• _PROBLEM TO WORK ON_
For these records, count the lines containing the word "covered" and respond with the number alone.

--------

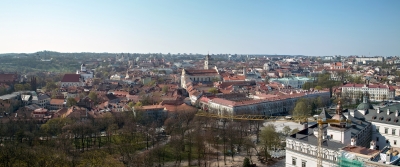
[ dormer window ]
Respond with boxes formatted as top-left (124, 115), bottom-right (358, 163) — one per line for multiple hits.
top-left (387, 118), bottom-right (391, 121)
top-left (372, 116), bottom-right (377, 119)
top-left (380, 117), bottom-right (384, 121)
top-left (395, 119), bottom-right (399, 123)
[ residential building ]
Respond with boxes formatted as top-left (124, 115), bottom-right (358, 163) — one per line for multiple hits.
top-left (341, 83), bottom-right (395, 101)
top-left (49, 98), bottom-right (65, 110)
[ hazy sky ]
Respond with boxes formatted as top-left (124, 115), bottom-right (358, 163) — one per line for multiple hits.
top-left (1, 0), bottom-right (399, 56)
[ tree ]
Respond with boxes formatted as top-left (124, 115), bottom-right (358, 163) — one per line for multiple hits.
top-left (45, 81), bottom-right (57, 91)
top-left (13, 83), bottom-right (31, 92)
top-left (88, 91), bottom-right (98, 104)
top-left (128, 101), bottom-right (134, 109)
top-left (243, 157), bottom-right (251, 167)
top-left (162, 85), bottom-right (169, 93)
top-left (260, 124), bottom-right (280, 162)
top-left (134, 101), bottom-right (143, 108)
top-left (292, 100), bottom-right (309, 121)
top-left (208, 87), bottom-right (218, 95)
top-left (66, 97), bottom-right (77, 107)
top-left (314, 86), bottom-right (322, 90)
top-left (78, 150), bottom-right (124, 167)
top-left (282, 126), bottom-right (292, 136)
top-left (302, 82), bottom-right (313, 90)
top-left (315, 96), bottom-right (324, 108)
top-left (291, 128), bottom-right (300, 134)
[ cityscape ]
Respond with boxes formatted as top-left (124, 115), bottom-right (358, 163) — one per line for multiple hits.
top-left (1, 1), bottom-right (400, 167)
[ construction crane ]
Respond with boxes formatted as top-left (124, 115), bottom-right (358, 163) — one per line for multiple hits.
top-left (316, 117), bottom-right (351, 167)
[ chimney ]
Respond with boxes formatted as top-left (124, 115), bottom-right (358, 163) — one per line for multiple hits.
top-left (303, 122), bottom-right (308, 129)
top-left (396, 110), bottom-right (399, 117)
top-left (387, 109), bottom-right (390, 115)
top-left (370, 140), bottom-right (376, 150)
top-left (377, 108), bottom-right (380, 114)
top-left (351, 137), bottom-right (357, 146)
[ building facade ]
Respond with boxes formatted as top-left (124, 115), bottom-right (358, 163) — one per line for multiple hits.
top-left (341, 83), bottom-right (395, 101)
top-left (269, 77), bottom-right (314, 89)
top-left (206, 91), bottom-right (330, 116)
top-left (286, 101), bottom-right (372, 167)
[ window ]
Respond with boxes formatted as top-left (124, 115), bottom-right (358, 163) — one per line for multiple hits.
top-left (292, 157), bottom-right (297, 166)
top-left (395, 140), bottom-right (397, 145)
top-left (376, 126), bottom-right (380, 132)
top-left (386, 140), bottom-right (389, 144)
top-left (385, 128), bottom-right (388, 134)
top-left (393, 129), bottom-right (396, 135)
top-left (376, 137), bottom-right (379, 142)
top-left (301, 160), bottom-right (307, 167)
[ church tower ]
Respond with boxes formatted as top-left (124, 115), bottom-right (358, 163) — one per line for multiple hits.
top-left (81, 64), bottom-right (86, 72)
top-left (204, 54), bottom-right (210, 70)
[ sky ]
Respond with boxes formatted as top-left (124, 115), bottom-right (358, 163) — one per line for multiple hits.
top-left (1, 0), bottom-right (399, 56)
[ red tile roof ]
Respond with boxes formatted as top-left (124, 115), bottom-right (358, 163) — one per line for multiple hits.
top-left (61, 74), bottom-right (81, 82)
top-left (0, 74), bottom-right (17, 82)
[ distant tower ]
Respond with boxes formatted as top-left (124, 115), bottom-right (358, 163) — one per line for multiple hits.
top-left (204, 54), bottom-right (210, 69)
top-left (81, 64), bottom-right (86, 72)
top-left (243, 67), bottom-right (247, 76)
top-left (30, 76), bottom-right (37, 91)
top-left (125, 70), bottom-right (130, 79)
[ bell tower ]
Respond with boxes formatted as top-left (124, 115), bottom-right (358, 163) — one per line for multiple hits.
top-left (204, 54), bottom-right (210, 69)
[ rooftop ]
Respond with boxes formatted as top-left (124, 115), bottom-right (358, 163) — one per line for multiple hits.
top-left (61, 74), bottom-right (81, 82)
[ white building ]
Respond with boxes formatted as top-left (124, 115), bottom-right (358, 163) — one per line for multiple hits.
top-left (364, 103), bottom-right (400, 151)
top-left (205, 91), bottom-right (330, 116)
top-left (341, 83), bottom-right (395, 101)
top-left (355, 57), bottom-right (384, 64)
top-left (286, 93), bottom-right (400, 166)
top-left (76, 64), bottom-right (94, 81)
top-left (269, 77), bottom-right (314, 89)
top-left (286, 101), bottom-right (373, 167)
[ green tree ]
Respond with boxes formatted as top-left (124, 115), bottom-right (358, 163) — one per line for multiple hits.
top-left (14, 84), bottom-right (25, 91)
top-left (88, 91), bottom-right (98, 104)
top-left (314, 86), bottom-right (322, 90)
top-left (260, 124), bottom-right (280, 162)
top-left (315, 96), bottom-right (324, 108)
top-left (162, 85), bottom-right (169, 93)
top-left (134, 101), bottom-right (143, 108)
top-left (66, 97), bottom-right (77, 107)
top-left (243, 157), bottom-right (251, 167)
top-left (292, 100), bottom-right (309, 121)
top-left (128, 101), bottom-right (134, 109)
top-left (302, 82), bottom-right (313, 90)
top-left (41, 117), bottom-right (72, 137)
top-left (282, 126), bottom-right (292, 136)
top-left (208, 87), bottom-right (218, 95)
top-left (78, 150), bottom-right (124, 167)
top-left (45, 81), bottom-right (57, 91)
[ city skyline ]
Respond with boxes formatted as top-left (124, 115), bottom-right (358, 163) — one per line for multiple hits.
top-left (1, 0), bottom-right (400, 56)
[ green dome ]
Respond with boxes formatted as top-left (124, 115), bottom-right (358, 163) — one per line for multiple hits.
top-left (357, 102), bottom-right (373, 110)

--------

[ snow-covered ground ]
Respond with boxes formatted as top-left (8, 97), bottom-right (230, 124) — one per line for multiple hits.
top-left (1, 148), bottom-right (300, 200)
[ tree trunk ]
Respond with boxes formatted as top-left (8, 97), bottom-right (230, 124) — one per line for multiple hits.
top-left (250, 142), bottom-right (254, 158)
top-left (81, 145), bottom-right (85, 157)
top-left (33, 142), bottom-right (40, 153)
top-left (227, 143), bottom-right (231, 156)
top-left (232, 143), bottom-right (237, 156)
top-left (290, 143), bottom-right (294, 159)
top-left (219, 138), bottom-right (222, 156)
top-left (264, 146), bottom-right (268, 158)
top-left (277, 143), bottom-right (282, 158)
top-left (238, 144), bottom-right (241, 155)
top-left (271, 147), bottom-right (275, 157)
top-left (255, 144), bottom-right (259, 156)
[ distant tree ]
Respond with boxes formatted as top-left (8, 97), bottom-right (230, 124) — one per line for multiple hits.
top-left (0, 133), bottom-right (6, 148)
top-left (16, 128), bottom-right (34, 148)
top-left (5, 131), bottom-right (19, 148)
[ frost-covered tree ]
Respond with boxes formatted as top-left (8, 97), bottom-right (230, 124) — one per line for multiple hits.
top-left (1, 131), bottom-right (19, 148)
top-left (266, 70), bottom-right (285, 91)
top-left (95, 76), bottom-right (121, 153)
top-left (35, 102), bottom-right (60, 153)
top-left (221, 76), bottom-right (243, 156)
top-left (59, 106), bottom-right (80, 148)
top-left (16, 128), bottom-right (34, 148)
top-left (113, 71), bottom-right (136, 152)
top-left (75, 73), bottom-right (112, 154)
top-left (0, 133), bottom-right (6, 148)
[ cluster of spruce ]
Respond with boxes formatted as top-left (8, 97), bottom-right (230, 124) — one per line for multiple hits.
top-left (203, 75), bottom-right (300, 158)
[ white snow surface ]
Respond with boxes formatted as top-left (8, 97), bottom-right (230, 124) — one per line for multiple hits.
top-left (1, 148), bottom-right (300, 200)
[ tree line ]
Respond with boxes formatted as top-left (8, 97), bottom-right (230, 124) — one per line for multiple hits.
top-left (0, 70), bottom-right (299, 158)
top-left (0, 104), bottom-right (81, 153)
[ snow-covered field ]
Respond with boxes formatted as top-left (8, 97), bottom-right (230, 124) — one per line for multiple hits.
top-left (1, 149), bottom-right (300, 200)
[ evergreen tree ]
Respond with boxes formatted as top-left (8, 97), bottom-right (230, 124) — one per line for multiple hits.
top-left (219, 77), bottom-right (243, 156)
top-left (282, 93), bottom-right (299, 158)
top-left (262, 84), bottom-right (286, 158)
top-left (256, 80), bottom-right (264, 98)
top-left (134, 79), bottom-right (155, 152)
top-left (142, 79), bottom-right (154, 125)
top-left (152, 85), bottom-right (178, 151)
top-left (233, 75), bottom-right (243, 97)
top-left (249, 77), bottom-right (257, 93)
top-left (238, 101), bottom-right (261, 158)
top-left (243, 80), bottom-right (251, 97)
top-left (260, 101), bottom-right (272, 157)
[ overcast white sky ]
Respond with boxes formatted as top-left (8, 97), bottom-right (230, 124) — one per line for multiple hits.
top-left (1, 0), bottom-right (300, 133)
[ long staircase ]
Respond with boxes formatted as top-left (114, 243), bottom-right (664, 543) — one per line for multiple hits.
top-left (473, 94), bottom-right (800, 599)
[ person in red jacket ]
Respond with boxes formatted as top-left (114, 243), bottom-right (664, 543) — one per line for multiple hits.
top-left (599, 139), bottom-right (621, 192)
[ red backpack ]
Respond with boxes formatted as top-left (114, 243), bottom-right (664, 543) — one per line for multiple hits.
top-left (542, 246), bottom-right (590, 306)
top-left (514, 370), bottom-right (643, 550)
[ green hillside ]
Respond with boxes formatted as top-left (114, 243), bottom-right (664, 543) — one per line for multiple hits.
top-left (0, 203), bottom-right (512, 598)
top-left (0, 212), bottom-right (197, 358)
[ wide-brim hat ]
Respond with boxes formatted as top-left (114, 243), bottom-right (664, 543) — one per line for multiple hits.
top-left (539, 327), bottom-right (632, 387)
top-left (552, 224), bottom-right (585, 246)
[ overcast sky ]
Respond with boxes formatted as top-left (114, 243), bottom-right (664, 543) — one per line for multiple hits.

--------

• _ANSWER_
3